## TEXT BLOCK
____

If anyone was wondering or stumbles on this later I reassigned the CS pins for X (X_CS_PIN) and Y (Y_CS_PIN) to land on AUX 2 instead, then moved the female connector from the LCD PCB and put it on the RAMPS board itself and put long through male headers on the LCD PCB so I could plug the stepper SPI pins on top. I’ll post a picture once I’m done
Sorta like… this?
I just soldered the SPI pins on top of the existing solder points… not the best idea, but it’ll do for now. What pins did you map your X and Y pins too, 40,42?
Let me know if you have any issues, mine’s been stalling on the second layer (on any print).
Yep that’s exactly what prusa are doing.
Has anyone documented how to use RAMPS with TMC2130s and an LCD yet?
I have some extra info to my problem that might mean something to someone…
By pushing the kill (stop) button on the MKS GEN board, I got a few error messages:
READ: X driver error detected:
READ: short to ground (coil A)
READ: short to ground (coil B)
READ: Error:Printer halted. kill() called!
UPDATE: There was a splatter of solder on the pot of the driver… I had a spare, and replaced it. Now I have a different issue which I will make a new post.
So back at the LCD issue, based on your description of pins and connections, and checking the provided adapter, I see that in AUX3 there are 5 pins common to the LCD and TMCs:
49, 50, 51, 52 and 53.
50 is MISO, 51 is MOSI, and 52 is SCK.
Assuming I don’t need to move these two, I only need to move pins 49 and 53, correct?
From what I read, these two pins have to do with SD support. Since I do not have SD support enabled, wouldn’t you think the LCD should be showing up?
Thanks, sorry for the dumb question! I am getting there!!!
So correct MISO,MOSI,SCK are only used by SD, I running of a RAMPS with a LCD12864 and don’t use the SD at all so I don’t use the EXP1,EXP2 adapter on my RAMPS at all. Pin 49 is SD_DETECT_PIN , Pin 53 SDSS so none of these are needed if SD Card is not used,
So with those 8 pins plus GND(white) and 5V(black) my Display is fully functional
Thanks one more for the help.
Okay, saga is over!! I got all to work!! I haven’t tried the sd card feature but after moving those pins and adjusting the firmware, the LCD was still blue… so I grabbed another pne I had borrowed from a friend, and guess what? Yep, mine was bad!
Now I am waiting for heat sinks and fans, and a new LCD, and no more upgrades for a while now!!!
Thanks for all the info and support!
I’m with except of any modified Ramps either for 24V or with cut D1 Diode to whatever Reason (ie fried Arduino Voltage Regulator) than in any Case 5V is supplied from USB
Thank you guys for sticking with me on this!!!

____

## DATA LINES
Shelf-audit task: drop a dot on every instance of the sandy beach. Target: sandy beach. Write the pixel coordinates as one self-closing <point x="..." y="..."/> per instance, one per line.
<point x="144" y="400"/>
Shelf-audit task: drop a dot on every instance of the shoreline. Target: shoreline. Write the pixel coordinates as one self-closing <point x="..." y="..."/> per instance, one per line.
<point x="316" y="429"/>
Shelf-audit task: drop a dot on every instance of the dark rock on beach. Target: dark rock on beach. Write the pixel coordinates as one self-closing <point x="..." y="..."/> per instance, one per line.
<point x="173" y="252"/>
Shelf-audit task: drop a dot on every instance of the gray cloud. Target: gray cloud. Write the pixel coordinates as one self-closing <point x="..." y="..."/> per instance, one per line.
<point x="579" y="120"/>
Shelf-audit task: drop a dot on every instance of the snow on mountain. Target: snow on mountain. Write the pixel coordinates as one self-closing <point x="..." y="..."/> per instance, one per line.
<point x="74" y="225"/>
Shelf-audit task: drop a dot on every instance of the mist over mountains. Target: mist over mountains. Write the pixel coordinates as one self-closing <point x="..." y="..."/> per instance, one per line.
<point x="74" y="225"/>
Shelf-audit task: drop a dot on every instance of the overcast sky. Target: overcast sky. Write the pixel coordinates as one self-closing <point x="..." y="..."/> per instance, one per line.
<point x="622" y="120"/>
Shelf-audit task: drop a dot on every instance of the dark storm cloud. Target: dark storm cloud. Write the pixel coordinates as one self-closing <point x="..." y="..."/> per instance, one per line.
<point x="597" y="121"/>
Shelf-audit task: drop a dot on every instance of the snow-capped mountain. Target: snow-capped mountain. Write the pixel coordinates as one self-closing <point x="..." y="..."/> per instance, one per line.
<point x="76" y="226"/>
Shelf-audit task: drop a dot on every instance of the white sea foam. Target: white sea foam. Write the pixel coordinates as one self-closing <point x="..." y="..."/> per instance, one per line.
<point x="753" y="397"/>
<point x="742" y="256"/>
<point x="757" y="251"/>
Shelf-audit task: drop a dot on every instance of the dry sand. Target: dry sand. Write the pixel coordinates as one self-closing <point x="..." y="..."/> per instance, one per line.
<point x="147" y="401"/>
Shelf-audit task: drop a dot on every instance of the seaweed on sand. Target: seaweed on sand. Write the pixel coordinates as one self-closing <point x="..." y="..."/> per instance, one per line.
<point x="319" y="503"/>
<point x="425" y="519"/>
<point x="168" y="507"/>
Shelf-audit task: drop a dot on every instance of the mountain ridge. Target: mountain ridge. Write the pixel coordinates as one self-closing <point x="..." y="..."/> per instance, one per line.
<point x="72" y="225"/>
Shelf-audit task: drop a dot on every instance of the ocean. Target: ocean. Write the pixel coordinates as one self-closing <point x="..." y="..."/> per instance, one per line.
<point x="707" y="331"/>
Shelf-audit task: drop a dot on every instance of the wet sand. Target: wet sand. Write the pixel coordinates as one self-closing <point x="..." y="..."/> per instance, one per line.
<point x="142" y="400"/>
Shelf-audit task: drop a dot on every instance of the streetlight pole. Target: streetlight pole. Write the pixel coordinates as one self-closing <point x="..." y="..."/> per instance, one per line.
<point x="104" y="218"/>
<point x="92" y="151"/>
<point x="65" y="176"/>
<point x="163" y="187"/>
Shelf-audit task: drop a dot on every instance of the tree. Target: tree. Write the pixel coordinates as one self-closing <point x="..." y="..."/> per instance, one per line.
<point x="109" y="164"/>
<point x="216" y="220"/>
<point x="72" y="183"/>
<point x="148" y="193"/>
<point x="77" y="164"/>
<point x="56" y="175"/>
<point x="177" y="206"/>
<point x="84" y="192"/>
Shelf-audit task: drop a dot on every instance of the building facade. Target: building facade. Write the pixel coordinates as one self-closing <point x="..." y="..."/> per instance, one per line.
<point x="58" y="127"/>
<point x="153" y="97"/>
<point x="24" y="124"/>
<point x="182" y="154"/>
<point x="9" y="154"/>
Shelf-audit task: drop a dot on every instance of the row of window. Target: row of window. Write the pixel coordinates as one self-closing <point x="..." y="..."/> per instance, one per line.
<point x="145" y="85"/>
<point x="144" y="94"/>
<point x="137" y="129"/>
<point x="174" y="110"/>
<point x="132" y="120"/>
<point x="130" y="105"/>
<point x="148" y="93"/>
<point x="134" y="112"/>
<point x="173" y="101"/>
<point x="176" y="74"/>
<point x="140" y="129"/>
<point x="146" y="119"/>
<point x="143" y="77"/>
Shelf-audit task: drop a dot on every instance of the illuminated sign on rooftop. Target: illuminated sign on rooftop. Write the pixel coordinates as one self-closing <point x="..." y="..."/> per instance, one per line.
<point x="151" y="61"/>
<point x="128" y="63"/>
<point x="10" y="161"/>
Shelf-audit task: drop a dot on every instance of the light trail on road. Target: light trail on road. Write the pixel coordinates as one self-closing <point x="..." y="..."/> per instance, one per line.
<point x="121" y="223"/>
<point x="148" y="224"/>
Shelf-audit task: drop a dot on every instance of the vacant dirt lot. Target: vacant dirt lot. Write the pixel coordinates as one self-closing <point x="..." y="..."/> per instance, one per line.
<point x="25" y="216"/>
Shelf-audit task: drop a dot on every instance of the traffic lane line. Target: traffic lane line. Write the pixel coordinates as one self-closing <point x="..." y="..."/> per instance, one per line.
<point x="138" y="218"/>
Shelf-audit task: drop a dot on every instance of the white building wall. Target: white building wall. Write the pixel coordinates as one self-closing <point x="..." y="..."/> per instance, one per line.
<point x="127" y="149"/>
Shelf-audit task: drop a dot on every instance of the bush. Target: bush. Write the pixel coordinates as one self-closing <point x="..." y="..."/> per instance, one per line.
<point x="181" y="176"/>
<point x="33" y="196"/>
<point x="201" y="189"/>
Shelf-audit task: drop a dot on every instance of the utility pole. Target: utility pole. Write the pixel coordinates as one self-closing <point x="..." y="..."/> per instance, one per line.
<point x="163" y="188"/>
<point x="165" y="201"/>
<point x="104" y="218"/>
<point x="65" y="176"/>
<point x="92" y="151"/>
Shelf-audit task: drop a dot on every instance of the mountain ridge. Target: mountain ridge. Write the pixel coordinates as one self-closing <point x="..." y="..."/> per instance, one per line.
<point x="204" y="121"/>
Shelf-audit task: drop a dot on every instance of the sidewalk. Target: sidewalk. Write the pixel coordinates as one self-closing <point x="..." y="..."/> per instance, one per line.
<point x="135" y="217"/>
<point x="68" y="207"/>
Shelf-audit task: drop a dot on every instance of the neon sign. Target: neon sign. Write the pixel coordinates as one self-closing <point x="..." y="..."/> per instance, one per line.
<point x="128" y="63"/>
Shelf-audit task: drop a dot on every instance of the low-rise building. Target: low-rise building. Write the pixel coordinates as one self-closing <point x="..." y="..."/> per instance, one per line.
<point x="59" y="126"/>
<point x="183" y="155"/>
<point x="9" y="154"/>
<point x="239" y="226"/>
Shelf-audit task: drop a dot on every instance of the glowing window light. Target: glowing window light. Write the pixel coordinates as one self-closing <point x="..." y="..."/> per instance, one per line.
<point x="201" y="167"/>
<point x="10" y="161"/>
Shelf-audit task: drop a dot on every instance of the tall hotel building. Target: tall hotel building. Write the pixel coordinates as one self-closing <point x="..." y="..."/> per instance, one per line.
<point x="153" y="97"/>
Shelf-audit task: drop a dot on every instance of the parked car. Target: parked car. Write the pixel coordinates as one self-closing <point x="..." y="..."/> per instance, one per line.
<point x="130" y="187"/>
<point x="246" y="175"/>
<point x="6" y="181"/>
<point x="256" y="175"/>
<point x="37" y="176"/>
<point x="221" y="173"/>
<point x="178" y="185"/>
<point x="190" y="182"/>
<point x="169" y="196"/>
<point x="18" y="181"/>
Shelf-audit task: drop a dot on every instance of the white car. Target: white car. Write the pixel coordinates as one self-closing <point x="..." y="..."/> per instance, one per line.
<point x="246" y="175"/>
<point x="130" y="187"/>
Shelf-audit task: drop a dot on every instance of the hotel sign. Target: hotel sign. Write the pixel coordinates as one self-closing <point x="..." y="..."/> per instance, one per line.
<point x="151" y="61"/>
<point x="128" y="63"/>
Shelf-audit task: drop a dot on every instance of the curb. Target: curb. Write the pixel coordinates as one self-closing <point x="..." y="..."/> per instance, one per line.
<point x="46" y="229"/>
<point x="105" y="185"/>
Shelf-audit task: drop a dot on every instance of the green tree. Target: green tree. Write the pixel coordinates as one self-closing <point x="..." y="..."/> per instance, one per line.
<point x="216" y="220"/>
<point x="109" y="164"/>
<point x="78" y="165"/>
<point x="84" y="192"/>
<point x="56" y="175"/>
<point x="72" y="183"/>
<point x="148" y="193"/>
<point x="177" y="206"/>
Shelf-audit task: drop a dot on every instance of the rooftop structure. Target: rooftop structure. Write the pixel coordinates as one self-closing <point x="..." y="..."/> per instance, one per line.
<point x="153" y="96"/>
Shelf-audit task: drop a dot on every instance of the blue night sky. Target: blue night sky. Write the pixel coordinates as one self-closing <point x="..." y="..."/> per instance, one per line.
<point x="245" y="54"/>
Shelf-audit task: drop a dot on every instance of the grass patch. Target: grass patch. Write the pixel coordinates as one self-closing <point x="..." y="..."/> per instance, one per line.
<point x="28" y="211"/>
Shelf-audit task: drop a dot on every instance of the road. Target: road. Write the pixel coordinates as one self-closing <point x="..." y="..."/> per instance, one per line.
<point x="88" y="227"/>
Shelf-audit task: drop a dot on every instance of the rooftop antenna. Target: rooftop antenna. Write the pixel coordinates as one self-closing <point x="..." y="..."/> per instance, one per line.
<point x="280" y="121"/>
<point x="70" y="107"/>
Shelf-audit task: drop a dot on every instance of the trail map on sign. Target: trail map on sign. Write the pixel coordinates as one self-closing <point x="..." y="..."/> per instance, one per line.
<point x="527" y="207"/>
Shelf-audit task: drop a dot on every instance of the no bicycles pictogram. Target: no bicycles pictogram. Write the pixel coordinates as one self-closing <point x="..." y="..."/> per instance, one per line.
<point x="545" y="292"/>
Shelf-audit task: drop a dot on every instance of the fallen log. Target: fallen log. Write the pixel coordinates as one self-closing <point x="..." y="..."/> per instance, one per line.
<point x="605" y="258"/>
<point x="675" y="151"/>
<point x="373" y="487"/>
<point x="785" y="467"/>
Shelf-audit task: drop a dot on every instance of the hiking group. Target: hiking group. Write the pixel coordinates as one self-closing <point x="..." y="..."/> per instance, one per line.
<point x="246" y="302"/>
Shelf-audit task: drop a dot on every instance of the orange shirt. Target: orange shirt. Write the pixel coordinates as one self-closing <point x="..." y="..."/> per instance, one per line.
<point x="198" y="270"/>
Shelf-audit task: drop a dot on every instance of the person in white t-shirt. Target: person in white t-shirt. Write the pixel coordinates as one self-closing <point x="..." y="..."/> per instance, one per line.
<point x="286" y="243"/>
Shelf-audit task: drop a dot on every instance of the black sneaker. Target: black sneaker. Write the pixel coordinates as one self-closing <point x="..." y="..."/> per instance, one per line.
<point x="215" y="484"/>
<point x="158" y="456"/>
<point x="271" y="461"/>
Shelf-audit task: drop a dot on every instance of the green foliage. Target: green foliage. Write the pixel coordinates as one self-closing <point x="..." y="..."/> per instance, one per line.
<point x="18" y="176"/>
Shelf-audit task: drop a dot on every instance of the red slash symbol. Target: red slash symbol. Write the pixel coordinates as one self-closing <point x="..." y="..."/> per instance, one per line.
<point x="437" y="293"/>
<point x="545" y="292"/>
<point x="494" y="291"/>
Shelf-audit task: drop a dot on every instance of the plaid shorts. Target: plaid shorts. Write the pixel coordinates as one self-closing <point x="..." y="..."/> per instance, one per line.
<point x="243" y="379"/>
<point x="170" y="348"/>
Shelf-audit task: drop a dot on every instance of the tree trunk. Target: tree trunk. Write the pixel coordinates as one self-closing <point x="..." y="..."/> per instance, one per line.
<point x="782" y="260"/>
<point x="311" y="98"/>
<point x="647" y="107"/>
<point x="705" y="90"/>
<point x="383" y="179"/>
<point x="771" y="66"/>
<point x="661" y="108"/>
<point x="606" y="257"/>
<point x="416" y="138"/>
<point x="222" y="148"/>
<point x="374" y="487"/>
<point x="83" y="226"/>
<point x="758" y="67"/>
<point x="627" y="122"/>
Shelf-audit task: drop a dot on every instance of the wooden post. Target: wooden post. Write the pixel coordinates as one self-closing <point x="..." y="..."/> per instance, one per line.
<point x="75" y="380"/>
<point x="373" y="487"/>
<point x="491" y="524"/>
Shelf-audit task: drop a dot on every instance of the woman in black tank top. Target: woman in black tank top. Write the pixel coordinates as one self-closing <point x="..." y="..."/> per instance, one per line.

____

## EXERCISE AIM
In the thread about wiring an LCD and TMC2130 drivers on a RAMPS board, which pin is identified as SD_DETECT_PIN? The records were taken from a different source than the thread.

## REPLY TO THE EXERCISE
Pin 49.